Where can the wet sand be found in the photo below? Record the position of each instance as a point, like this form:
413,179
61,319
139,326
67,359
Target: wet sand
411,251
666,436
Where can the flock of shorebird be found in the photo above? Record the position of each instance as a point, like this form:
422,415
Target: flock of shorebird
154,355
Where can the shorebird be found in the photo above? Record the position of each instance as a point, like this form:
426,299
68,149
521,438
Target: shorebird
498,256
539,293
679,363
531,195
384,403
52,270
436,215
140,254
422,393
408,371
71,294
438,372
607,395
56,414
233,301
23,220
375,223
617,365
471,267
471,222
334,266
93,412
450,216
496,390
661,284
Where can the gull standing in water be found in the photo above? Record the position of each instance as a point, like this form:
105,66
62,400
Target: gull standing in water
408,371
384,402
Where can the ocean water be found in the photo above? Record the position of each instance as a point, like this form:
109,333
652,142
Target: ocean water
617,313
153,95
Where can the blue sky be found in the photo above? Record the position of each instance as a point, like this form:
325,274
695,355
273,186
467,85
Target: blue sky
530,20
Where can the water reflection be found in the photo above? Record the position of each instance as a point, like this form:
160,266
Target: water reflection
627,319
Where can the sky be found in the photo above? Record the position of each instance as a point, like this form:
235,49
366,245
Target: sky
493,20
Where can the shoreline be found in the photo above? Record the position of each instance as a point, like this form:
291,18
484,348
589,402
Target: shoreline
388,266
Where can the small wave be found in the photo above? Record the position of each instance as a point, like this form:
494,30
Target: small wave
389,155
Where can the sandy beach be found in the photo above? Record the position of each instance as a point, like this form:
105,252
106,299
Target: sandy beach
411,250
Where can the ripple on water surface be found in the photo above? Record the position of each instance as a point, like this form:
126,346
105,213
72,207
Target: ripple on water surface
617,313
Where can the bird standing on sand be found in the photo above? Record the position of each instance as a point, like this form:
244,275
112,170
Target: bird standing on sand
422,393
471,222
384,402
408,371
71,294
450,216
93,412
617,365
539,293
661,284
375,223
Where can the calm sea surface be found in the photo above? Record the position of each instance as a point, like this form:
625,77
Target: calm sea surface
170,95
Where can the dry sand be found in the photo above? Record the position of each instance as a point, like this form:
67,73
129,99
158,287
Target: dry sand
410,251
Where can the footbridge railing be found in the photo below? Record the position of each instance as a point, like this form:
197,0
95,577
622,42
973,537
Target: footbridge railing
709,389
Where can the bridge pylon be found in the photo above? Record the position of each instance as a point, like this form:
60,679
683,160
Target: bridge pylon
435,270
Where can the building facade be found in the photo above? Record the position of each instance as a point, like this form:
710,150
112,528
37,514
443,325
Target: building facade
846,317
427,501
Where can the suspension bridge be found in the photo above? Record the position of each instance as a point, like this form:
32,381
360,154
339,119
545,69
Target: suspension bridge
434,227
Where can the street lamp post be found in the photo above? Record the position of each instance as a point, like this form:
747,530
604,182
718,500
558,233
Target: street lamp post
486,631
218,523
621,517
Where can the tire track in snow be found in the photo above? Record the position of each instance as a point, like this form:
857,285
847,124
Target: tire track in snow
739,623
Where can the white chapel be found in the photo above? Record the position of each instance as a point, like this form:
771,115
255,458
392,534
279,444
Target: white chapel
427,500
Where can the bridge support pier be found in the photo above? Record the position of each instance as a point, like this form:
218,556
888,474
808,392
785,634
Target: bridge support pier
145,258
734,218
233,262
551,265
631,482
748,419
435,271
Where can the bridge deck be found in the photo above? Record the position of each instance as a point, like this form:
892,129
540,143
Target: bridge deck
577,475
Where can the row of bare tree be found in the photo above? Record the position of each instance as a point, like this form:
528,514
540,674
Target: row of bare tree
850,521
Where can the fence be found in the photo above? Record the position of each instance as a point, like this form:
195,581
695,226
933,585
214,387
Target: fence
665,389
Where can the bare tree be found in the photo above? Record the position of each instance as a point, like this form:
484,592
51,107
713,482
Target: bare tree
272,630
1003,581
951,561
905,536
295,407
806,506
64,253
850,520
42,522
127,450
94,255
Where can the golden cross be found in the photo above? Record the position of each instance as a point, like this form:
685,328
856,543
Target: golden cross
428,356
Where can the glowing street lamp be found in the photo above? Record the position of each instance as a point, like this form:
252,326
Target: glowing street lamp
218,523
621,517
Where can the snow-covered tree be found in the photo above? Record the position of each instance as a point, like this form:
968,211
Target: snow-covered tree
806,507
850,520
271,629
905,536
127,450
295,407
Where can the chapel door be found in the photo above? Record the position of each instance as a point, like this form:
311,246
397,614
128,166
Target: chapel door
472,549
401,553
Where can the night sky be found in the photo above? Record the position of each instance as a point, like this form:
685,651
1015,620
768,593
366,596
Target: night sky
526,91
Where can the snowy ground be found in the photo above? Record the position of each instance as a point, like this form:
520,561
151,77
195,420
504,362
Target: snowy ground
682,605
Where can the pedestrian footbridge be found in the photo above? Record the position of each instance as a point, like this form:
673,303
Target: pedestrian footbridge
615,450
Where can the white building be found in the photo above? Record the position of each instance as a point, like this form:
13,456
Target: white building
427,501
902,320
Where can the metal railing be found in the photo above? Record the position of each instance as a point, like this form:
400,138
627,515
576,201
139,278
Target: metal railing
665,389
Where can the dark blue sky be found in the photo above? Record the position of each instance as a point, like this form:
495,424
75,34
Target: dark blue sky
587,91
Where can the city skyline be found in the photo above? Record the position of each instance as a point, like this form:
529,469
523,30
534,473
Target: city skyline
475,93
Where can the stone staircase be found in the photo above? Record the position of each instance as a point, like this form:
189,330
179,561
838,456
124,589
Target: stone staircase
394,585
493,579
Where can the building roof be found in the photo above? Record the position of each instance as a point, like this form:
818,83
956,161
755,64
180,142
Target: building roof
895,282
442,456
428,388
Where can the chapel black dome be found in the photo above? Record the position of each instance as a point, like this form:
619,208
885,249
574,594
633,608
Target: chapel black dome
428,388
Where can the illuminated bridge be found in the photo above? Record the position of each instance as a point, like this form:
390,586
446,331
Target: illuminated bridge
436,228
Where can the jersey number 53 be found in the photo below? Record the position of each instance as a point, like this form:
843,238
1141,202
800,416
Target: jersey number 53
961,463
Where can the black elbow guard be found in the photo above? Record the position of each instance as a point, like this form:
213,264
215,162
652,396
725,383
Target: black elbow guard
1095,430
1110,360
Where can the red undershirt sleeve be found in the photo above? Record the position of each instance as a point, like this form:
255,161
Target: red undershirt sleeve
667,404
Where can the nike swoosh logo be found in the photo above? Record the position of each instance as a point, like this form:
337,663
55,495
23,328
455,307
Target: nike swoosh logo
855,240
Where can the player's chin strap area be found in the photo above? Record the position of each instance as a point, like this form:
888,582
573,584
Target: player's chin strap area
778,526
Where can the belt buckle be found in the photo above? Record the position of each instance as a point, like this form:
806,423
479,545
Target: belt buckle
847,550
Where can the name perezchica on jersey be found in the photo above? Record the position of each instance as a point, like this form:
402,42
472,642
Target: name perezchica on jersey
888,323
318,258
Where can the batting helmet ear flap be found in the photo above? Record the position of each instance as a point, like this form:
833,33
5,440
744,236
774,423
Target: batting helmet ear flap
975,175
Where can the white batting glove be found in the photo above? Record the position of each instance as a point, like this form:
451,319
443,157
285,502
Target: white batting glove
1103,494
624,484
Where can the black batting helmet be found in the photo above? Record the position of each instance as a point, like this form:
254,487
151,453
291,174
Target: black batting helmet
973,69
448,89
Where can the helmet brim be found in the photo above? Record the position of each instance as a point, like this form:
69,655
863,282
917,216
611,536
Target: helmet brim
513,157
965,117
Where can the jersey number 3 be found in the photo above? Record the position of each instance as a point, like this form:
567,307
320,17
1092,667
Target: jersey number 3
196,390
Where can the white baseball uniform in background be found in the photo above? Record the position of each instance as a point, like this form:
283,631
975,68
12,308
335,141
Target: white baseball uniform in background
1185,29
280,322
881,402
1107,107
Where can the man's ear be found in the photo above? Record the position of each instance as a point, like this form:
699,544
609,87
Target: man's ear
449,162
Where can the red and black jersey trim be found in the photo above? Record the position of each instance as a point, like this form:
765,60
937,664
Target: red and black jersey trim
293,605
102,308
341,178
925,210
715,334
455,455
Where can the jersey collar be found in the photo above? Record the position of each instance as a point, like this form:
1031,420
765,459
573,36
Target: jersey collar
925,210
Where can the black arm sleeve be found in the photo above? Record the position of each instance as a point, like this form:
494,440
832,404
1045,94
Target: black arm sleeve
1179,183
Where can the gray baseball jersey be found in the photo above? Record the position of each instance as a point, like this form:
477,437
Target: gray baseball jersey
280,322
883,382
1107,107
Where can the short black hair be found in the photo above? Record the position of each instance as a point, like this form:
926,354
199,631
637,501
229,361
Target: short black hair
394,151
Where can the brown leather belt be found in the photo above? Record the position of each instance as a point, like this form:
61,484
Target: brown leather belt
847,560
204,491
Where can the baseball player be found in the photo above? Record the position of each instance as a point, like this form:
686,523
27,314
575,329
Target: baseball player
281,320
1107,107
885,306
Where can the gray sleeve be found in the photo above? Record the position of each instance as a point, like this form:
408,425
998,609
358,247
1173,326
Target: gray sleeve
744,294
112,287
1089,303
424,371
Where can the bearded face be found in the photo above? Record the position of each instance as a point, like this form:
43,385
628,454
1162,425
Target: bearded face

● **Do this**:
Starting at the line that contains "Where can the gray sleeve" and continuing through the end of the material, copy the lines again with "gray sleeve" swapped for "blue sleeve" and everything else left unchanged.

● **Answer to the task**:
Where can the blue sleeve be found in the photo above? Record the position of each instance as a point, like this form:
408,425
998,609
358,247
1173,326
Target: blue sleeve
744,294
112,287
1089,303
424,371
Where can the bearded face be found in the photo above? Record the position of each instance as a point, like this form:
43,385
628,454
1162,425
Target: bearded face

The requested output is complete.